Selected extract
On the day Gbedemah fled, he made a very fiery and passionate speech in the House, denouncing Dr Kwame Nkrumah for being drunk with power and seeking to punish innocent people with imprisonment and even worse. He drew attention to the fact that Dr Nkrumah had proposed legislation to  establish  “Special Courts” to try those he accused of “subversion”.  Everyone thought that this was the end of Gbedemah.  But experienced operator that he was,  he had made arrangements to drive to Togo immediately he left Parliament House, and whilst his car drove to his house and someone dressed like him got out of it and entered the house, he himself had changed into a different car at a pre-arranged,  secret  spot, and was driven across the border by Mr  Mark Cofie, a garage-owner and one of the fastest drivers I have ever encountered.

Gbedemah’s escape from Ghana was sensational — and a very sad day for Ghana. For it illustrated, in a very sinister but ironical  manner, the uncertainties that go with politics in authoritarian countries. If the man who had been Number Two to Nkrumah since the CPP was formed in 1949, could be vaporised from Ghanaian politics like that in October 1961,  who could think of himself as being “safe”?  In fact, the CPP never regained its composure again after that and it wasn’t strange that its own Ministers  — including such “stalwarts” as Mr  Kwaku Boateng (who had, at various times, held such important portfolios as Information, Education and the Interior) —  began to denounce the Government of which they had been  members, when the military overthrew their Government on 24 February 1966. (Kwaku Boateng famously confessed at a press conference in 1966  that all Nkrumah’s Minister had become “gaping sycophants” in the latter days of the regime!)

What to do
Reproduce word for word the part of the passage on Gbedemah's escape that begins with "On the day Gbedemah" and runs through "have ever encountered.".

Stored data
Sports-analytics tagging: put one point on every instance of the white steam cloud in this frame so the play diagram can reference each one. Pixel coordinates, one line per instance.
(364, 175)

Reply
On the day Gbedemah fled, he made a very fiery and passionate speech in the House, denouncing Dr Kwame Nkrumah for being drunk with power and seeking to punish innocent people with imprisonment and even worse. He drew attention to the fact that Dr Nkrumah had proposed legislation to  establish  “Special Courts” to try those he accused of “subversion”.  Everyone thought that this was the end of Gbedemah.  But experienced operator that he was,  he had made arrangements to drive to Togo immediately he left Parliament House, and whilst his car drove to his house and someone dressed like him got out of it and entered the house, he himself had changed into a different car at a pre-arranged,  secret  spot, and was driven across the border by Mr  Mark Cofie, a garage-owner and one of the fastest drivers I have ever encountered.